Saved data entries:

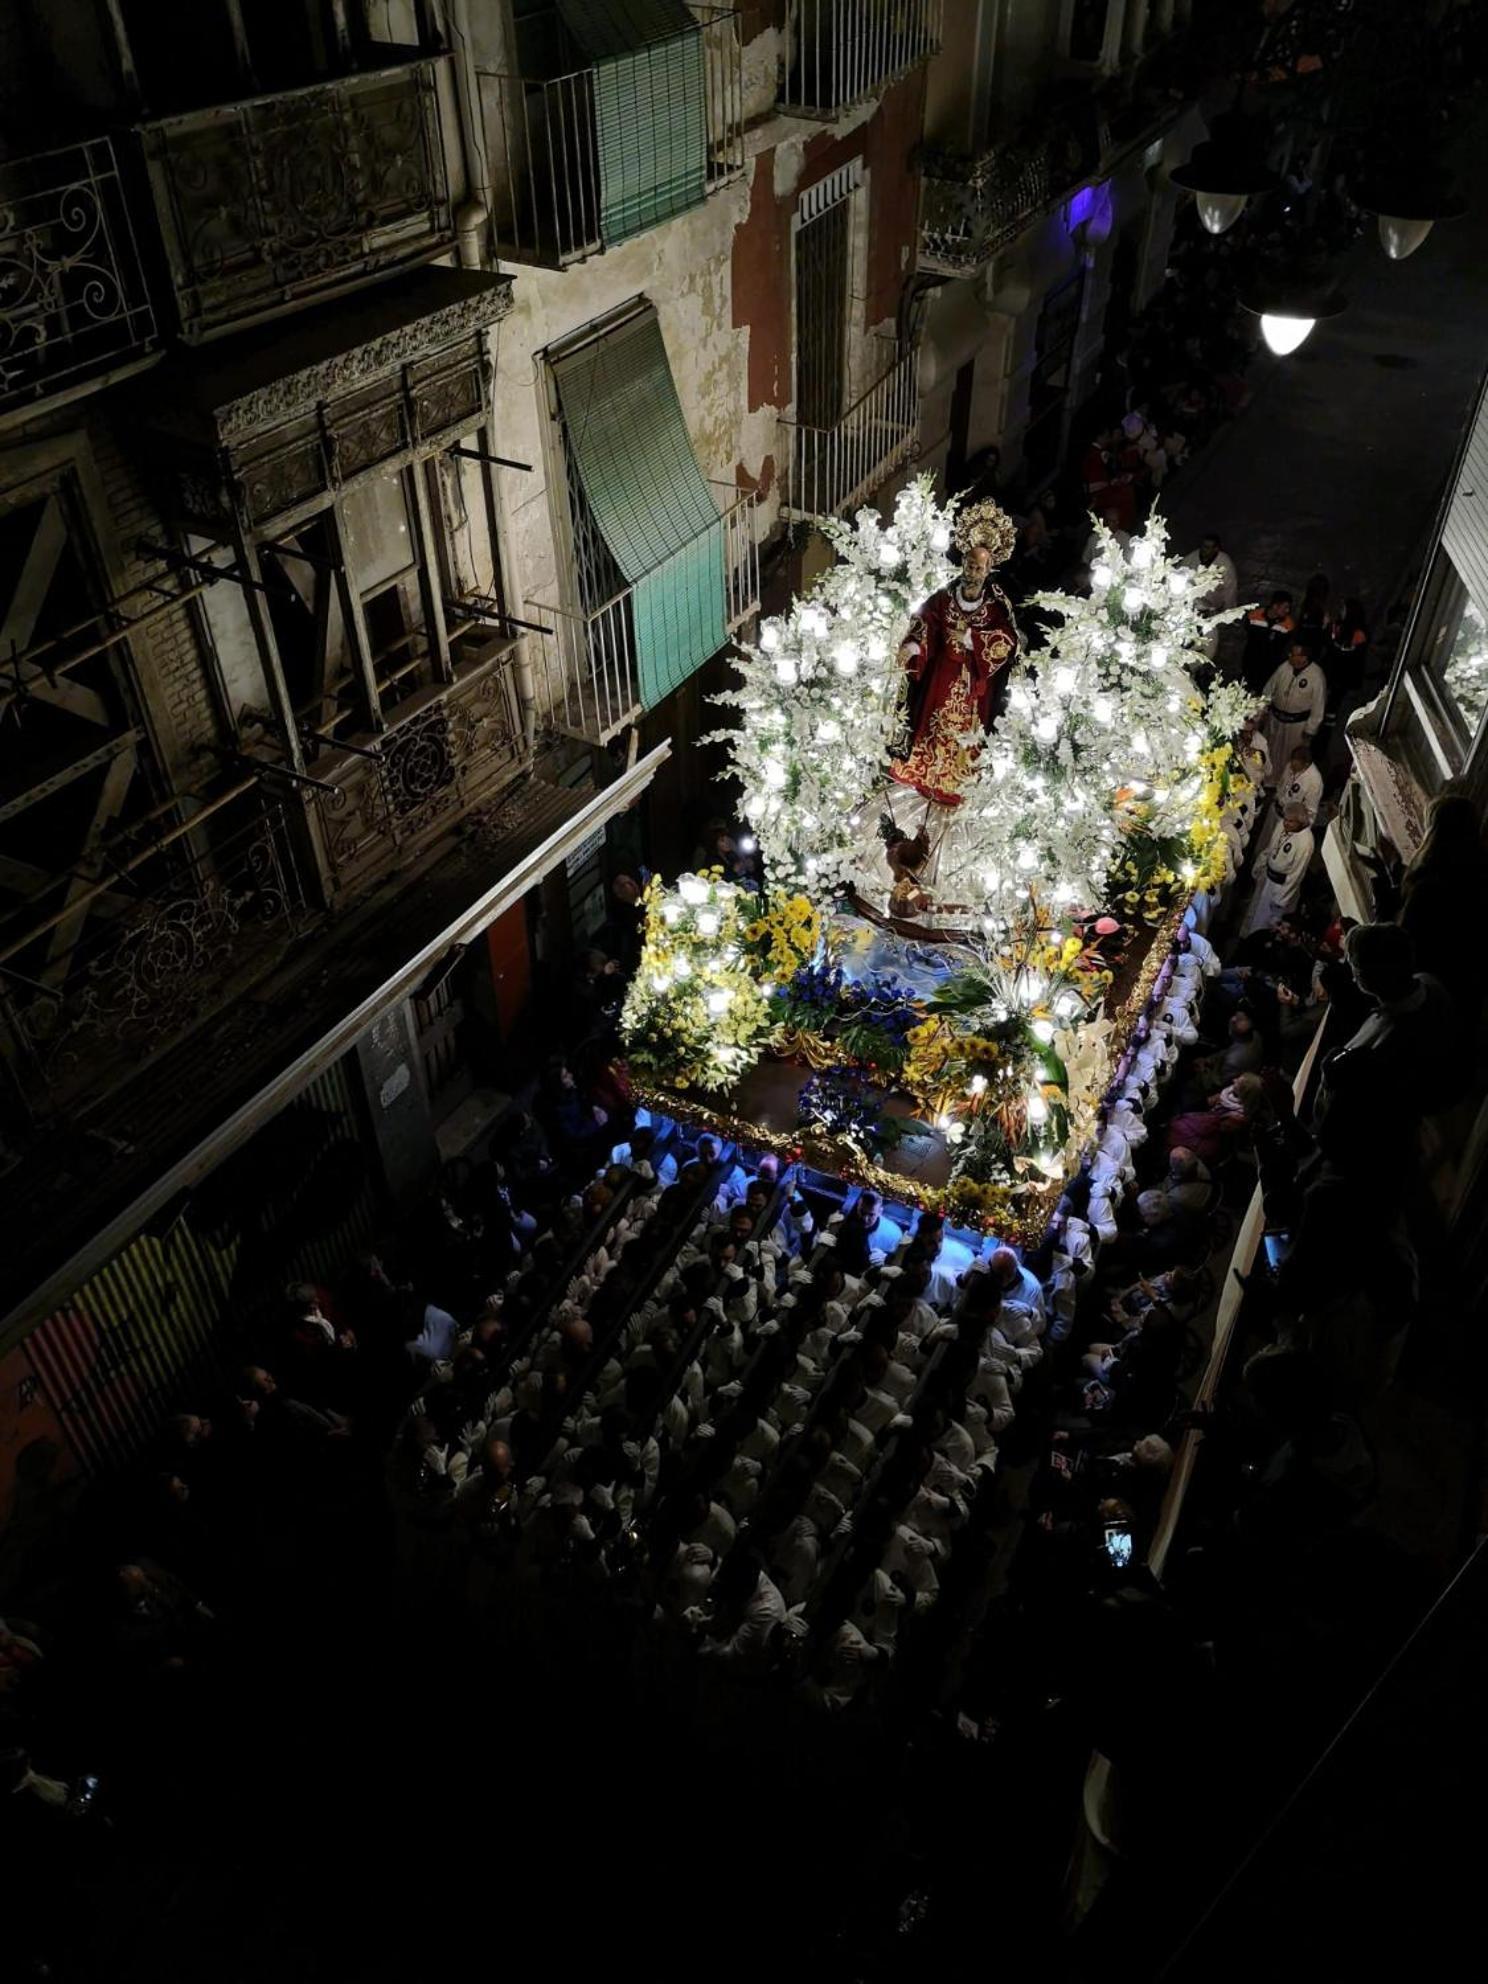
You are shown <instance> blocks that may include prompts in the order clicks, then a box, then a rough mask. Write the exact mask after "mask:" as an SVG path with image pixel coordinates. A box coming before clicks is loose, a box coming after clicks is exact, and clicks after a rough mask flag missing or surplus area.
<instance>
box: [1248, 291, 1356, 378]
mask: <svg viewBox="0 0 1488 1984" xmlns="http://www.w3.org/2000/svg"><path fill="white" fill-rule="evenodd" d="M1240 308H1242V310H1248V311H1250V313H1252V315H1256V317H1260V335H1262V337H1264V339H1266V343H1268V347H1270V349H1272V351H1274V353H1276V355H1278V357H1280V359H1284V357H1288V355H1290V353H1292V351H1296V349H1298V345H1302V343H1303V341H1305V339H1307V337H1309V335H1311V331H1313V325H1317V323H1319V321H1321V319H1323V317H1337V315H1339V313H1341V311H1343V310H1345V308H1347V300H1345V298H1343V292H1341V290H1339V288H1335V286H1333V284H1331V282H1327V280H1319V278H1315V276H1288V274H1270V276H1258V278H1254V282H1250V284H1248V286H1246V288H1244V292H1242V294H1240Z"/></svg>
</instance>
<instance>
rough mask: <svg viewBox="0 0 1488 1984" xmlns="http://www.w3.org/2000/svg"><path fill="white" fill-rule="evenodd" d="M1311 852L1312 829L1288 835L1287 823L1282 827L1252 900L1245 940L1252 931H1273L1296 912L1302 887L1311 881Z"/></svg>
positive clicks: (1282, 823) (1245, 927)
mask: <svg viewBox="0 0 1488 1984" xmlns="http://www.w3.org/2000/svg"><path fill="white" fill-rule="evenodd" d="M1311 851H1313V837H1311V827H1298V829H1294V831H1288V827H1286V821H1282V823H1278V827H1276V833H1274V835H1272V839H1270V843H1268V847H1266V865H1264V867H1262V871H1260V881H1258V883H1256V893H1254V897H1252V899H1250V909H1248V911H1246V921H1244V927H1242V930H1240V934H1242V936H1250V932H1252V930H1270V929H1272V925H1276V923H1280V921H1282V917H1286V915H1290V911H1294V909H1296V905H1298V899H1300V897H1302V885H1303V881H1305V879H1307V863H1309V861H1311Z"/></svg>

==

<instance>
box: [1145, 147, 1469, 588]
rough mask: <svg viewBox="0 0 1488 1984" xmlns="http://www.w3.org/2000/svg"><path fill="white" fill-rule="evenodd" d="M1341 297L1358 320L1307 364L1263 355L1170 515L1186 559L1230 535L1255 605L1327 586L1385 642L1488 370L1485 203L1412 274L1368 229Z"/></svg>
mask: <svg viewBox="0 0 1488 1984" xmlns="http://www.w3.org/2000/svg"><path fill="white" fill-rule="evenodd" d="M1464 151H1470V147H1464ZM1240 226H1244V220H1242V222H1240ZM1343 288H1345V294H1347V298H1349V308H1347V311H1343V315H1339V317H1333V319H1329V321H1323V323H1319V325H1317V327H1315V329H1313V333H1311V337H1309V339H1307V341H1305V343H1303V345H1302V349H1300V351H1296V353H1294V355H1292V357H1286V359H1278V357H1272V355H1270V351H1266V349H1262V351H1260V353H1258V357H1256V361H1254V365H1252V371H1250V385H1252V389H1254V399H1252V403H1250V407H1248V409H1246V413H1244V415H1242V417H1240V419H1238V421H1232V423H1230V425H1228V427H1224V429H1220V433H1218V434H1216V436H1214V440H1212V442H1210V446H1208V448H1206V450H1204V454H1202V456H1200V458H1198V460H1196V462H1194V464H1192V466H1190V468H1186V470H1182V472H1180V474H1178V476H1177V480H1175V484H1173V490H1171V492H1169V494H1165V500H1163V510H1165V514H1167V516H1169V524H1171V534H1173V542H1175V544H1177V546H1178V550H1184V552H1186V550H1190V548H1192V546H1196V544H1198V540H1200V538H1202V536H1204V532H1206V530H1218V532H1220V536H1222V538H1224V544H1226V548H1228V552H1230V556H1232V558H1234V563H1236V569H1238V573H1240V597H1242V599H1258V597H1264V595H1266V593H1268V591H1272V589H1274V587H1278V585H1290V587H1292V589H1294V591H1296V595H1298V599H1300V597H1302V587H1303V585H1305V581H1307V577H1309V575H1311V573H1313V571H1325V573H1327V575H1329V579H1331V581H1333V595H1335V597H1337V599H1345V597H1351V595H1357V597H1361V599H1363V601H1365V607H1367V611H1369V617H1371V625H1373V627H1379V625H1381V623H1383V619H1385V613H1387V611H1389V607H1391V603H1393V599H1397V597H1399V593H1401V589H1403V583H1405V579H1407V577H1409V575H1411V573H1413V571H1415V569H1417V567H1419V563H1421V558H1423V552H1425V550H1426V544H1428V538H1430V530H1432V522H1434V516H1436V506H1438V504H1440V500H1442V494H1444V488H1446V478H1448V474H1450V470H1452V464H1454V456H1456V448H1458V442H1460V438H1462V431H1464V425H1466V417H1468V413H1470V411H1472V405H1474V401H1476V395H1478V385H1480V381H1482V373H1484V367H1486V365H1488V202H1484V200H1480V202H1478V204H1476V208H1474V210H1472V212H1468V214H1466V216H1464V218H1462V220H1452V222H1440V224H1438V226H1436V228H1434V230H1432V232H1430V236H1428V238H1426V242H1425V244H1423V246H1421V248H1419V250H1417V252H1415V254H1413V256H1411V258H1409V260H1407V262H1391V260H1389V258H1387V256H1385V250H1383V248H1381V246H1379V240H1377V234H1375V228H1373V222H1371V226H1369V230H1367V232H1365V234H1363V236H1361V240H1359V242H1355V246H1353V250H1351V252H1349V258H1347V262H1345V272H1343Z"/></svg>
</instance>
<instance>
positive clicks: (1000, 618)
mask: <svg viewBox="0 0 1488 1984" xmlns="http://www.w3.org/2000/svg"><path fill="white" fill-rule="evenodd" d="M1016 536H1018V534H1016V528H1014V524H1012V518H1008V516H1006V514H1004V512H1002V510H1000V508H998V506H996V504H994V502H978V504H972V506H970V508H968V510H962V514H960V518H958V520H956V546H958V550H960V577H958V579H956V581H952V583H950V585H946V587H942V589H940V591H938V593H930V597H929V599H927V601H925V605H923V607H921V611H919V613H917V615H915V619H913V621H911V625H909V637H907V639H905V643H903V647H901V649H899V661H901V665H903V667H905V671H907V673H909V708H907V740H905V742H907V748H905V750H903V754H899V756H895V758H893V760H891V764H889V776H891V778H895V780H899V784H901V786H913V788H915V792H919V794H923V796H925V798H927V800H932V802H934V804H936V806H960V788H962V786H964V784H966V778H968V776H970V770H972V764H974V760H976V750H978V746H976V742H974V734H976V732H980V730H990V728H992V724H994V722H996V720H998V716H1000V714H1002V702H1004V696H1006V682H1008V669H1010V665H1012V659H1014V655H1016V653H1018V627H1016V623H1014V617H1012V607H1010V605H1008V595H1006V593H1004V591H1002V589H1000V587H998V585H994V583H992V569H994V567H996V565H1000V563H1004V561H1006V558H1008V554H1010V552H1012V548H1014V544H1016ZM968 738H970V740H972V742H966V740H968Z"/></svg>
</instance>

#### Exercise aim
Wherever the line holding "You are shown" falls in the entries above, copy exactly from it through the line holding "852L1312 829L1288 835L1287", inclusive, and add nothing.

#### Response
You are shown <instance> blocks that may include prompts in the order clicks, then a box, then a rough mask. Write the exact mask after "mask:" as an SVG path with image pixel coordinates. A box coming before clicks is loose, a box coming after clicks is exact, and clicks after a rough mask flag missing or surplus area.
<instance>
box: [1248, 291, 1356, 378]
mask: <svg viewBox="0 0 1488 1984" xmlns="http://www.w3.org/2000/svg"><path fill="white" fill-rule="evenodd" d="M1240 308H1242V310H1248V311H1250V313H1252V315H1256V317H1260V335H1262V337H1264V339H1266V343H1268V347H1270V349H1272V351H1274V353H1276V355H1278V357H1280V359H1284V357H1288V355H1290V353H1292V351H1296V349H1298V345H1302V343H1303V341H1305V339H1307V337H1309V335H1311V331H1313V325H1317V323H1319V321H1321V319H1323V317H1337V315H1339V313H1341V311H1343V310H1345V308H1347V300H1345V298H1343V292H1341V290H1339V288H1335V286H1333V284H1331V282H1327V280H1319V278H1315V276H1288V274H1270V276H1258V278H1254V282H1250V284H1248V286H1246V288H1244V292H1242V294H1240Z"/></svg>
</instance>
<instance>
rough mask: <svg viewBox="0 0 1488 1984" xmlns="http://www.w3.org/2000/svg"><path fill="white" fill-rule="evenodd" d="M1311 852L1312 829L1288 835L1287 823L1282 827L1252 900L1245 940L1252 931H1273L1296 912L1302 887L1311 881Z"/></svg>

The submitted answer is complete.